DIRECTIVE >> Print these lines exactly, from the line that contains "Query: cloudy sky" through the end of the entries below, including both ends.

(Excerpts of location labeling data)

[START]

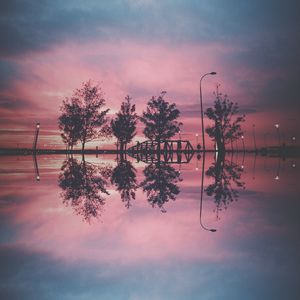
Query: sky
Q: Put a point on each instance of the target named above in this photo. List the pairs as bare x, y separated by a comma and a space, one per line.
140, 48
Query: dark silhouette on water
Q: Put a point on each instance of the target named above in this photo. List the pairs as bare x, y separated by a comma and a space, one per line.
227, 178
124, 178
160, 184
84, 187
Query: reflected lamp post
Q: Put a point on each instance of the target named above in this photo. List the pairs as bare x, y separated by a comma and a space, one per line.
201, 107
278, 134
254, 137
201, 198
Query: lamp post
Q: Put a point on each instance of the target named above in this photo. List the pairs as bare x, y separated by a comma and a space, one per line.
254, 137
242, 137
201, 107
278, 134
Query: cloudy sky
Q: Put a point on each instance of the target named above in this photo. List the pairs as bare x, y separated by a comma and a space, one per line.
48, 48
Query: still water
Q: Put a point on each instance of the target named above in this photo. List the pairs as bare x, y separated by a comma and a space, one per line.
107, 229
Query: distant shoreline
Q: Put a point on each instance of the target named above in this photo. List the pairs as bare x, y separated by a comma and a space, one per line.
289, 151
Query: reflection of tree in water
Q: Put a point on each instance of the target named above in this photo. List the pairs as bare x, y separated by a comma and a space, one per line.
83, 186
124, 178
227, 177
160, 184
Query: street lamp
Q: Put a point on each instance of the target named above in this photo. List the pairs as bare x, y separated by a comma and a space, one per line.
242, 137
201, 107
278, 134
254, 137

[END]

ANSWER FOR THIS EXERCISE >>
Query: cloudy sky
Q: Put a point on each instance of the target named above in this photo. List the pairs as bare x, y separated by a comma and a space, one per line.
48, 48
Query: still water
Q: Put a point on each instance of the target named above in this photo. List the pairs as bare x, y separated by a comma and a space, one per line.
107, 229
Query: distant shoreline
Q: Put a point on each instance of the target named above in this photo. List the pairs as bare x, y separated by a comma and a space, one per line.
289, 151
Query: reflection of tree in water
Q: Put a point on each instance of the target named above in this photo. List the pairs as bare x, y separated by a comma and a space, one per line.
83, 186
124, 178
227, 177
160, 184
Query: street lamp
Q: Put a point on each instance of the target named above in this photo. List the pairs as bare x, y separated by a comma and a space, one per line.
242, 137
201, 107
278, 134
254, 137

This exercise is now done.